-- Given data start --

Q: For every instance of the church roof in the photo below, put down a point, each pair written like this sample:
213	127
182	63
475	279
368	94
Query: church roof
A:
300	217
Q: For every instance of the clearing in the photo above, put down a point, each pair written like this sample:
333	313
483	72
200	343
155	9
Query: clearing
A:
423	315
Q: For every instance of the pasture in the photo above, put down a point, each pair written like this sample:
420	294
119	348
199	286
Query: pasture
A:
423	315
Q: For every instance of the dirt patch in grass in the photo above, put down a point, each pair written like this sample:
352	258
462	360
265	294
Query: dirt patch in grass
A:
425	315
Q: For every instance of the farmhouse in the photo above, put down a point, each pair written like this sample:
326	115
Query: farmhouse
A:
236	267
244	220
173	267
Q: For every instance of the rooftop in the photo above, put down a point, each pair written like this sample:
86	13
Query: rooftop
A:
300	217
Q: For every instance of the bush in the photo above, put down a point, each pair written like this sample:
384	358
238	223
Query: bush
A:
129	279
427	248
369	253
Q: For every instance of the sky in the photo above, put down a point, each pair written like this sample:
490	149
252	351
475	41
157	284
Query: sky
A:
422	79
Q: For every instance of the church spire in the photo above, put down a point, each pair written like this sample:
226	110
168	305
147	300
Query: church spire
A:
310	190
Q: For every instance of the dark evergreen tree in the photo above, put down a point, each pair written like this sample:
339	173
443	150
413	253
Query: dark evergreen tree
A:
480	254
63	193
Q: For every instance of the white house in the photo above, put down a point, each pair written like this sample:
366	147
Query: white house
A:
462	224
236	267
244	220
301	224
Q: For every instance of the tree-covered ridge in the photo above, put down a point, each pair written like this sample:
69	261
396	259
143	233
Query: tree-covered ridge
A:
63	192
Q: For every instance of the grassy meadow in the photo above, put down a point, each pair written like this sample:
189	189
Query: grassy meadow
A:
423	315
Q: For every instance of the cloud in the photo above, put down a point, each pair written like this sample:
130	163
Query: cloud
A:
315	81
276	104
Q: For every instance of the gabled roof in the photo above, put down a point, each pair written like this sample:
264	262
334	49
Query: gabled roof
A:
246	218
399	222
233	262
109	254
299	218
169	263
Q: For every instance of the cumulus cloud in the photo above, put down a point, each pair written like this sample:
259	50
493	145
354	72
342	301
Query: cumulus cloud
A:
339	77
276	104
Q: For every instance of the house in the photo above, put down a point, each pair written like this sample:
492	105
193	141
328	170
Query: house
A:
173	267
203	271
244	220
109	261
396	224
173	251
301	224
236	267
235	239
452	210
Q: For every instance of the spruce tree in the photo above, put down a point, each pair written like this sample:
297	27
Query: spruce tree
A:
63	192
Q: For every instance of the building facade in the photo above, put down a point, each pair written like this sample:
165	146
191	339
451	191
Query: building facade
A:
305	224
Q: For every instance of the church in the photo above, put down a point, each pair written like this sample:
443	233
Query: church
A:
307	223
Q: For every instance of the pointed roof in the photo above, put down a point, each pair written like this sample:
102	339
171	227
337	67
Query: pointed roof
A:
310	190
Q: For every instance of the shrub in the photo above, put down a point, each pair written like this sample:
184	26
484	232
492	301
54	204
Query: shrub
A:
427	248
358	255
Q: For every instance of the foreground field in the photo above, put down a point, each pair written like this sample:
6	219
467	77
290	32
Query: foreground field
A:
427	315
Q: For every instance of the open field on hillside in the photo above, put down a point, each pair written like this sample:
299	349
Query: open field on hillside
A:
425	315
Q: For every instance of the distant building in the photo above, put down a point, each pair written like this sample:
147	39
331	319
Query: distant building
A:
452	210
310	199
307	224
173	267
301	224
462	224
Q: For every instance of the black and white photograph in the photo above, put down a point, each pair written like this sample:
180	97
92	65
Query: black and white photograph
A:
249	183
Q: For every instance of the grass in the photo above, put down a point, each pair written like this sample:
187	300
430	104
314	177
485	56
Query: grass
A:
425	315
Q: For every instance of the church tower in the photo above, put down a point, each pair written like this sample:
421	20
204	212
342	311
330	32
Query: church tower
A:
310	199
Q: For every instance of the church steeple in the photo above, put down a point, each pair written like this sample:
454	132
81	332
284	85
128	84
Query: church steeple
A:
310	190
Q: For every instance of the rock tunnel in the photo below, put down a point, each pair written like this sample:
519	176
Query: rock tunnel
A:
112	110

-- Given data end --

| Exercise objective |
Please copy every one of the records above word for word, changing nothing.

| Problem solution |
Q: For every instance of the church roof in the photo below, put down a point, each pair written like this sample:
213	127
182	63
475	279
368	94
Query: church roof
A:
300	217
Q: For every instance of the clearing in the photo above, put down a point, each pair written like this sample:
333	313
483	72
200	343
155	9
Query: clearing
A:
423	315
Q: For every instance of the pasture in the photo above, put down a point, each pair written like this sample:
420	294
119	348
199	286
Query: pasture
A:
423	315
Q: For every instance of the dirt patch in grass in the photo above, put down a point, each pair written like this sample:
352	258
462	360
265	294
Query: dirt patch in grass
A:
425	315
Q: For every instance of the farmhouse in the photo above, put down a point, each pair written like this sample:
326	115
Query: farmhouse
A:
236	267
244	220
173	267
Q: For every instance of the rooftop in the photo above, put down a point, each pair written like this sample:
86	13
Query: rooftop
A:
300	217
Q: For every instance of the bush in the photo above, put down a point, each pair written like this sample:
384	358
238	223
Query: bush
A:
129	279
427	248
369	253
Q: For every instance of the sky in the photo above, put down a point, each pair written like this sample:
490	149
252	351
475	41
157	284
Query: sky
A:
422	79
Q: For every instance of the church spire in the photo above, put down a point, each pair written like this sample:
226	110
168	305
147	300
Query: church spire
A:
310	190
Q: For every instance of the dark evergreen tree in the photo above, put down a point, each pair written like this sample:
339	173
443	150
413	253
Query: dark evergreen tree
A:
480	254
63	193
Q: For every instance of the white house in the photo above, put down a point, each pair written like this sample:
366	147
Query: white house
A:
462	224
236	267
244	220
301	224
Q: For every instance of the tree-covered ridge in the photo above, put down a point, each pair written like this sample:
69	261
396	259
143	233
Query: tree-covered ridge
A:
63	192
Q: For every instance of the grassy meadow in the photo above, put down a point, each pair written like this sample:
189	189
Query: grassy meadow
A:
423	315
Q: For every instance of the cloud in the photo above, put down a point, each pair written like this sample:
130	163
Query: cloud
A:
315	81
276	104
Q: For every instance of the gabled roof in the photo above, put down a point, each pair written like this sample:
264	262
334	49
Query: gabled roof
A:
246	218
399	222
233	262
109	254
299	218
169	263
Q: For every instance of the cumulus cloud in the photo above, put down a point, each pair written like this sample:
259	50
493	145
354	72
342	301
Query: cumulus cloud
A:
339	77
276	104
Q: For every instance of the house in the photo above, put down a point, each pair written like this sample:
492	105
193	141
328	170
Query: house
A:
173	267
203	271
244	220
109	261
396	224
173	251
301	224
236	267
235	239
452	210
Q: For every instance of the spruce tree in the photo above, put down a point, each pair written like this sample:
297	27
Query: spruce tree
A:
63	192
Q: For every instance of the building facade in the photo above, put down a point, each pair written like this sample:
165	146
191	339
451	191
Query: building facade
A:
305	224
Q: For every instance of the church in the photo above, put down a point, each pair written like this sample:
443	233
Query: church
A:
307	223
Q: For every instance of the pointed roof in the photo above, put down a point, each pair written like this sample:
102	339
171	227
337	67
Query: pointed roof
A:
310	190
Q: For every instance of the shrub in the photo above, put down a point, each pair written like this sample:
184	26
484	232
492	301
54	204
Query: shrub
A:
427	248
358	255
Q: For every instance of the foreground field in the photo above, put down a point, each pair written like this sample:
6	219
467	77
290	32
Query: foreground field
A:
427	315
Q: For every instance of the open field on hillside in the photo above, put down a point, each pair written like this sample:
299	349
Query: open field on hillside
A:
425	315
Q: For every instance of the distant building in the photo above, put down a point, each pair written like this sample:
147	39
331	319
Query: distant building
A:
452	210
310	199
307	224
173	267
301	224
462	224
Q: For every instance of the black and white photograph in the photo above, put down a point, each pair written like this sample:
180	97
92	65
Query: black and white photograph
A:
249	183
Q: For every instance of the grass in the photo above, put down a point, each pair written like this sample:
187	300
430	104
314	177
485	56
Query: grass
A:
425	315
Q: For every instance of the church tower in the photo above, put down a point, each pair written like this sample:
421	20
204	212
342	311
330	32
Query: church tower
A:
310	199
Q: For every instance of the church steeple in the photo above, put down a point, each pair written like this sample:
454	132
81	332
284	85
128	84
Query: church steeple
A:
310	190
Q: For every instance of the rock tunnel in the photo below, put down a point, each pair written like this sample:
519	176
Query: rock tunnel
A:
112	110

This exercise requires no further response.